» **Votre consigne**
Rédigez la suite du texte adressé à Rédha, présenté plus bas, en reprenant juste après sa dernière phrase.

Aujourd’hui, l’Europe et les USA, en état de sidération, « découvrent » des djihadistes ayant perdu toute humanité. Puissent toutes les forces du monde s’unir pour anéantir la barbarie islamiste là où elle se trouve. Il n’y a rien à attendre de ceux dont les deux motivations sont :

L’intolérance et le rejet de l’autre lorsqu’il ne leur ressemble pas. Encore faut-il aujourd’hui, mon cher Rédha, qu’on ne se trompe plus de cible et de combat. L’armée algérienne, au péril de sa vie, est allée, depuis des jours et des jours, débusquer les assassins d’Hervé Gourdel, « paix à son âme ». Alors le « qui-tue-qui ? » et l’urticaire récurrente de Patrick Baudoin et consorts contre les généraux algériens et les forces de sécurité en général, sont passés de mode. Du moins, faut-il l’espérer.

Mon très cher Rédha, que tes assassins, amnistiés et pardonnés, sachent qu’ils peuvent se promener en toute liberté dans la cité grâce à la « charte de l’impunité » appelée charte de réconciliation nationale. Aucun texte de loi ne peut imposer l’amour entre des hommes qui ne se ressemblent jamais quand bien même ils vivent dans le même pays. La main tachée de sang même javelisée au nom du « pardon » décrété demeurera éternellement celle qui a égorgé.

» **Entrées fournies**
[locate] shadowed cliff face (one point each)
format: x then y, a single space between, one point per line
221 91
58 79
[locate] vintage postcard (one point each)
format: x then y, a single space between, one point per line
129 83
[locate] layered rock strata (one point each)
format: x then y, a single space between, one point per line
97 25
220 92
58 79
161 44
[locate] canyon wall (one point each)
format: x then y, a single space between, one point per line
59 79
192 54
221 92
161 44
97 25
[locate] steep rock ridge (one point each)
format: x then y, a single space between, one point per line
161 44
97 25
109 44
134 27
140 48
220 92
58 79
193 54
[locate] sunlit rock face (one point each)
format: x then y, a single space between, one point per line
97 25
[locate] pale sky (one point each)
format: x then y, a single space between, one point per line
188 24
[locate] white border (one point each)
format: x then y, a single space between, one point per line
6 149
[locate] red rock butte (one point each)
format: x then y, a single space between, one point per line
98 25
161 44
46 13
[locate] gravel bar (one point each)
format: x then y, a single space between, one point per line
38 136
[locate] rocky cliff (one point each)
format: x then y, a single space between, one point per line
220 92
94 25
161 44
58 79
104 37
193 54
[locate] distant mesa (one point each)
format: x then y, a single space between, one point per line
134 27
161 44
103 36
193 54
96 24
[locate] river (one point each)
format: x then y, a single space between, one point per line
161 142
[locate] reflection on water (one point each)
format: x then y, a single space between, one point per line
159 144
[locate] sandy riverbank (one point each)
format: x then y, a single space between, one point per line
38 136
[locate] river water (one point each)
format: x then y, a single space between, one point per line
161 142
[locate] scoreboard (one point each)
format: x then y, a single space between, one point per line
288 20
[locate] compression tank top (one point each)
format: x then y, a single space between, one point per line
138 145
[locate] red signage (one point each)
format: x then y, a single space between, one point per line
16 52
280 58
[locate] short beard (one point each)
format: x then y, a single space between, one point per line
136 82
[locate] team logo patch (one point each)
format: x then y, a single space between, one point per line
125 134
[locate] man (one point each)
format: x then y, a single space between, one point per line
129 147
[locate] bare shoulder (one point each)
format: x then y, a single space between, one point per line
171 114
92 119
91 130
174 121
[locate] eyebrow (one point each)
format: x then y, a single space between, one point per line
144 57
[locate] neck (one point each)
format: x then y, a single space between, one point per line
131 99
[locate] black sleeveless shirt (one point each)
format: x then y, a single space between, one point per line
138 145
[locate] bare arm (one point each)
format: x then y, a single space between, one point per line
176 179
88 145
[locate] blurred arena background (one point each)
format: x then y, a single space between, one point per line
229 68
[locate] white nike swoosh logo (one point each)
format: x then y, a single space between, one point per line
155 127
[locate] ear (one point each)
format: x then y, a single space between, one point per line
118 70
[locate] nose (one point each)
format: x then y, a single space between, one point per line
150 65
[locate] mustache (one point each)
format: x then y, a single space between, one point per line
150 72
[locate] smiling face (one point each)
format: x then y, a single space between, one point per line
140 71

» **Votre réponse**
[…]
Une chose est sûre, mon très cher Rédha, en cette vingtième année, pour moi hier, aujourd’hui, demain, je te refais le serment de ne jamais pardonner les crimes commis par la barbarie terroriste.

Je te fais le serment de ne jamais m’asseoir aux côtés de ceux qui, fidèles à leur idéologie obscurantiste, ne se lèvent pas lorsque résonne l’hymne national. Celui pour lequel Si Larbi Ben M’hidi a offert sa vie et sa jeunesse. Ils le font en toute impunité et sans que « dame démocratie », présente pourtant au moment des faits, se montre le moins du monde choquée. De compromis en compromis, mon cher époux, avec le kamiss et la barbe, où va-t-on ou plutôt où ira-t-on ? Que recherche « dame démocratie » en quête de câlins dans la barbe islamiste ? Mon cher Rédha, j’honorerai ta mémoire jusqu’à mon dernier souffle car en sus d’être ton épouse, je suis fière d’être l’épouse d’une victime du terrorisme islamiste."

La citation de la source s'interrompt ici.